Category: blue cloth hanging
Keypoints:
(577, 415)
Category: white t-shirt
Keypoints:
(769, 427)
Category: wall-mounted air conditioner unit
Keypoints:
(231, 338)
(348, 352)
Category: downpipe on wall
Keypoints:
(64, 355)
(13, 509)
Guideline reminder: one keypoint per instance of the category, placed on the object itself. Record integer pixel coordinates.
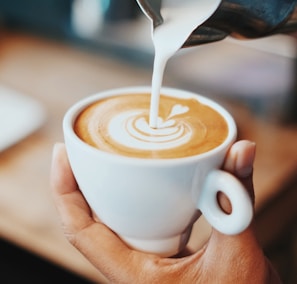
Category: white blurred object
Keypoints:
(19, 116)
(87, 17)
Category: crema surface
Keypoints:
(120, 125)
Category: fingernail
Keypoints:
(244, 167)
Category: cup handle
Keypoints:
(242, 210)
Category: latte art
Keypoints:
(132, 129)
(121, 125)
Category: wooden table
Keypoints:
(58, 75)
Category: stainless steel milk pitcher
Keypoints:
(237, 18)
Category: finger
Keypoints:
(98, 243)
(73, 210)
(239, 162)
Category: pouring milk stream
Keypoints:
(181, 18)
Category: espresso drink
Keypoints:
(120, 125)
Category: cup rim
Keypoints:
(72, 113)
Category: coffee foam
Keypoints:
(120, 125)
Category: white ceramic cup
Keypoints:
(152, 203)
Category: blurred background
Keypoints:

**SET TASK**
Copy every item above line for line, without changing anything, and leave out the pictures.

**ANSWER FOR THIS EXERCISE**
Category: blue cloth hanging
Keypoints:
(577, 415)
Category: white t-shirt
Keypoints:
(769, 427)
Category: wall-mounted air conditioner unit
Keypoints:
(231, 338)
(348, 352)
Category: downpipe on wall
Keypoints:
(64, 355)
(13, 509)
Guideline reminder: one keypoint per instance of the category, placed on the object itself. Record integer pixel coordinates.
Category: white blurred object
Keypoints:
(19, 116)
(87, 17)
Category: crema surface
Keypoints:
(120, 125)
Category: fingernail
Keypoints:
(244, 167)
Category: cup handle
Keypoints:
(242, 210)
Category: latte art
Keypoints:
(132, 129)
(121, 125)
Category: wooden table
Keypoints:
(58, 75)
Category: stainless steel milk pitcher
Keypoints:
(237, 18)
Category: finger
Keypoints:
(98, 243)
(73, 210)
(239, 162)
Category: pouring milk stream
Keypoints:
(181, 18)
Category: espresso drink
Keypoints:
(120, 125)
Category: cup rim
Keypoints:
(72, 113)
Category: coffee foam
Keypoints:
(120, 125)
Category: white ceramic cup
Keypoints:
(152, 203)
Category: blurred background
Keypoints:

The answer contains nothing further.